++++ Material ++++
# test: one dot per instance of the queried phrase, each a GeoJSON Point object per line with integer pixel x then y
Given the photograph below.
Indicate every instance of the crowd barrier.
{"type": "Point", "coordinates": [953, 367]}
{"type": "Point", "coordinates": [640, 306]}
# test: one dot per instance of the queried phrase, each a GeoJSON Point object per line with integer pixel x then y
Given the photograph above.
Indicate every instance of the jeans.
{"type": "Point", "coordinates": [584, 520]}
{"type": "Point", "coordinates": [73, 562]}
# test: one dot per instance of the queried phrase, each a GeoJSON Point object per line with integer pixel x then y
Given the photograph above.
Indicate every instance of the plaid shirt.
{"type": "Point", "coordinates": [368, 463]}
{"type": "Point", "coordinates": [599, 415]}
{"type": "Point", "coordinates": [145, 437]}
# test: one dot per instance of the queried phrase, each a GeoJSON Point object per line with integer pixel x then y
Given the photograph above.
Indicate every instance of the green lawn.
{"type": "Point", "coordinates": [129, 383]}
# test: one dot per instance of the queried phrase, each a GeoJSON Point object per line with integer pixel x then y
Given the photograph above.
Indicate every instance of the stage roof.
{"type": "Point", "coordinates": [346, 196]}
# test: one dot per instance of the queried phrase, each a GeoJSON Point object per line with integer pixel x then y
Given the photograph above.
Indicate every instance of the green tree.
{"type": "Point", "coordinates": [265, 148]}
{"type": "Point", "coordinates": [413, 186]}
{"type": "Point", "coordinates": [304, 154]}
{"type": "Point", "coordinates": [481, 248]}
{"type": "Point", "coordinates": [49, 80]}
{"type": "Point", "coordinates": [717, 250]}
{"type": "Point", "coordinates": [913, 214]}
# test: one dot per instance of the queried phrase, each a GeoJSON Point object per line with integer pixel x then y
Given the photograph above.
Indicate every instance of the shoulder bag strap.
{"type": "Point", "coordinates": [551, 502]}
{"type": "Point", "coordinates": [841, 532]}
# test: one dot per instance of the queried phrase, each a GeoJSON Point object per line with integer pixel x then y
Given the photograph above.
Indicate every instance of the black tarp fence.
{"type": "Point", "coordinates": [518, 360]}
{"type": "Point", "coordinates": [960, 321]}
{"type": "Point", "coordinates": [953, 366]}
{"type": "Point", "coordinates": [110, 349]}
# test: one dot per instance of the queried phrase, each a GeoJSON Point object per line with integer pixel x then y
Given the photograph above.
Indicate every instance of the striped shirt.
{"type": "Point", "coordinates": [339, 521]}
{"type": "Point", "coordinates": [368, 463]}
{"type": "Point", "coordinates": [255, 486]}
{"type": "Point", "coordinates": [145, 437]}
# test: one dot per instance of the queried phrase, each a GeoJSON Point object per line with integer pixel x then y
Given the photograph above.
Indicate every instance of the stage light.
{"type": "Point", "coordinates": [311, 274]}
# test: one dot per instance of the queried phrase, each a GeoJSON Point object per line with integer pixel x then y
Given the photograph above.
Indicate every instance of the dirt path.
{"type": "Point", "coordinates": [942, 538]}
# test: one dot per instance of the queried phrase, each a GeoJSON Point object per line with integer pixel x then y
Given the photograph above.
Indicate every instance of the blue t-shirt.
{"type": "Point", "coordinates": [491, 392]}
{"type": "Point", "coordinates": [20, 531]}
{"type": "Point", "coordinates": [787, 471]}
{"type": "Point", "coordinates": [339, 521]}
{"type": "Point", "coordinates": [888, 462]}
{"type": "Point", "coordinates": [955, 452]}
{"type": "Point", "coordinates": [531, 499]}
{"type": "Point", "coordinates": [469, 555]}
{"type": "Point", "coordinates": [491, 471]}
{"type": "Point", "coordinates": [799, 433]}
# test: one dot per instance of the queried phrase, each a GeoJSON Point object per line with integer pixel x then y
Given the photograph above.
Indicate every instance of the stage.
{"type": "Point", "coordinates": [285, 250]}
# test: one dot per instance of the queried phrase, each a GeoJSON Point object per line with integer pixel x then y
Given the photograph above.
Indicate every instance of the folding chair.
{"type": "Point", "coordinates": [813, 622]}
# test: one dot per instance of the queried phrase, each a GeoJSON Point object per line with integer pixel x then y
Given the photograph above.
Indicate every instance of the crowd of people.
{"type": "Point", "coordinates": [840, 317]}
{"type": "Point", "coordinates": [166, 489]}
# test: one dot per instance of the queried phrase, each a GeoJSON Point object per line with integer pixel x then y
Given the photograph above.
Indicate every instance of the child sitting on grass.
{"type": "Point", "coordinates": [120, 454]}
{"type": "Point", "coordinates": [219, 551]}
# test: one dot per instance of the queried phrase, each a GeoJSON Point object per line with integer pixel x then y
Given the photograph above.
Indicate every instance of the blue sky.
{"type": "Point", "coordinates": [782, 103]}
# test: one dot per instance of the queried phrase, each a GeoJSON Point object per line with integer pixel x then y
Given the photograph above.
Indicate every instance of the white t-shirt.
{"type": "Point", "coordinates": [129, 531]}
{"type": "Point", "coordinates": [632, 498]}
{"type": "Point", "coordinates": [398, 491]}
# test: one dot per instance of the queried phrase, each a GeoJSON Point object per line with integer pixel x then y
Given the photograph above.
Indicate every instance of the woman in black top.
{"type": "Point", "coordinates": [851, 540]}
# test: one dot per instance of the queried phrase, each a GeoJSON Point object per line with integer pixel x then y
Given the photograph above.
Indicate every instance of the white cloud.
++++
Retype all of the data shown above, word for word.

# test: one dot per instance of the queried phrase, each a GeoJSON Point object per line with integer pixel x then y
Given the photograph below.
Indicate every instance of the crowd barrier.
{"type": "Point", "coordinates": [953, 367]}
{"type": "Point", "coordinates": [640, 306]}
# test: one dot per instance of the queried phrase, each a GeoJSON Point object per line with integer pixel x then y
Given the photograph above.
Indicate every instance of the jeans.
{"type": "Point", "coordinates": [584, 520]}
{"type": "Point", "coordinates": [73, 562]}
# test: one dot per instance of the queried phrase, each a GeoJSON Point object per line with integer pixel x then y
Given the photograph above.
Indicate every instance of the plaid shirt.
{"type": "Point", "coordinates": [368, 463]}
{"type": "Point", "coordinates": [599, 415]}
{"type": "Point", "coordinates": [145, 437]}
# test: one dot per instance of the queried phrase, each a GeoJSON Point object per line with integer pixel x then y
Given the photograph above.
Indicate every instance of the green lawn.
{"type": "Point", "coordinates": [129, 383]}
# test: one dot per instance of the queried phrase, each a GeoJSON Point object per line with integer pixel x then y
Given the photograph above.
Indicate every instance of the stage roof.
{"type": "Point", "coordinates": [346, 196]}
# test: one dot per instance of the queried phrase, each a GeoJSON Point object per line with integer pixel x then y
Given the photograph above.
Indicate every instance of the green tree.
{"type": "Point", "coordinates": [265, 148]}
{"type": "Point", "coordinates": [413, 186]}
{"type": "Point", "coordinates": [304, 154]}
{"type": "Point", "coordinates": [481, 248]}
{"type": "Point", "coordinates": [49, 80]}
{"type": "Point", "coordinates": [717, 250]}
{"type": "Point", "coordinates": [913, 214]}
# test: one dot per instance of the queried phrase, each a GeoJSON Point object per line with integer pixel x then y
Given the photograph above.
Indicate every instance of the shoulder bag strap.
{"type": "Point", "coordinates": [551, 502]}
{"type": "Point", "coordinates": [841, 532]}
# test: one dot per instance of the queried phrase, each a GeoJSON Point object per line with integer pixel x then y
Given the photograph above.
Indicate every instance of the black tarp fence.
{"type": "Point", "coordinates": [518, 360]}
{"type": "Point", "coordinates": [960, 321]}
{"type": "Point", "coordinates": [953, 366]}
{"type": "Point", "coordinates": [110, 349]}
# test: one dot per instance of the queried phrase, each a GeoJSON Point object per line with integer pixel x then y
Given the photograph above.
Indicate every instance of the striped shirt.
{"type": "Point", "coordinates": [339, 521]}
{"type": "Point", "coordinates": [368, 463]}
{"type": "Point", "coordinates": [255, 486]}
{"type": "Point", "coordinates": [145, 437]}
# test: one dot per instance of the queried phrase, each a GeoJSON Point object per line with integer pixel x then y
Given the photograph above.
Indicate every instance of the stage light.
{"type": "Point", "coordinates": [311, 274]}
# test: one dot per instance of the queried phrase, each a GeoJSON Point object per line with integer pixel x then y
Given the photograph above.
Indicate every instance of the dirt path.
{"type": "Point", "coordinates": [942, 538]}
# test: one dot per instance of the queried phrase, each a GeoJSON Point object per line with integer pixel x then y
Given the photograph above.
Indicate every instance of the blue t-shirt.
{"type": "Point", "coordinates": [491, 392]}
{"type": "Point", "coordinates": [20, 531]}
{"type": "Point", "coordinates": [787, 471]}
{"type": "Point", "coordinates": [339, 521]}
{"type": "Point", "coordinates": [888, 462]}
{"type": "Point", "coordinates": [955, 452]}
{"type": "Point", "coordinates": [531, 499]}
{"type": "Point", "coordinates": [469, 555]}
{"type": "Point", "coordinates": [491, 471]}
{"type": "Point", "coordinates": [799, 433]}
# test: one dot per instance of the queried phrase, each a GeoJSON Point object per line with integer pixel x then y
Given the photograph above.
Indicate every instance of the stage.
{"type": "Point", "coordinates": [285, 250]}
# test: one dot per instance of the queried phrase, each a GeoJSON Point object per line with integer pixel x then y
Given the photograph above.
Indicate every instance of the folding chair.
{"type": "Point", "coordinates": [813, 622]}
# test: one dot per instance of the queried phrase, each a GeoJSON Point object per line with integer pixel x then y
Given the photograph above.
Indicate every instance of the crowd of people.
{"type": "Point", "coordinates": [840, 317]}
{"type": "Point", "coordinates": [166, 489]}
# test: one dot per instance of the queried phrase, each a GeoJSON Point object per line with integer pixel x then y
Given the photograph above.
Indicate every instance of the child sitting on grass.
{"type": "Point", "coordinates": [120, 454]}
{"type": "Point", "coordinates": [219, 551]}
# test: one dot per instance of the queried phrase, each a GeoJSON Point object per line with integer pixel x then y
Given the photograph above.
Indicate every instance of the blue sky.
{"type": "Point", "coordinates": [782, 103]}
# test: one dot per instance of the queried phrase, each a GeoJSON Point object per line with integer pixel x then y
Given the photograph above.
Indicate every instance of the white t-shirt.
{"type": "Point", "coordinates": [129, 531]}
{"type": "Point", "coordinates": [632, 498]}
{"type": "Point", "coordinates": [398, 491]}
# test: one dot per instance of the queried phrase, each a GeoJSON Point object per line with integer pixel x then y
Given the photograph above.
Indicate every instance of the woman in black top.
{"type": "Point", "coordinates": [851, 540]}
# test: one dot per instance of the queried phrase, each a GeoJSON Point object per line with integer pixel x then y
Given the photograph above.
Indicate every instance of the white cloud.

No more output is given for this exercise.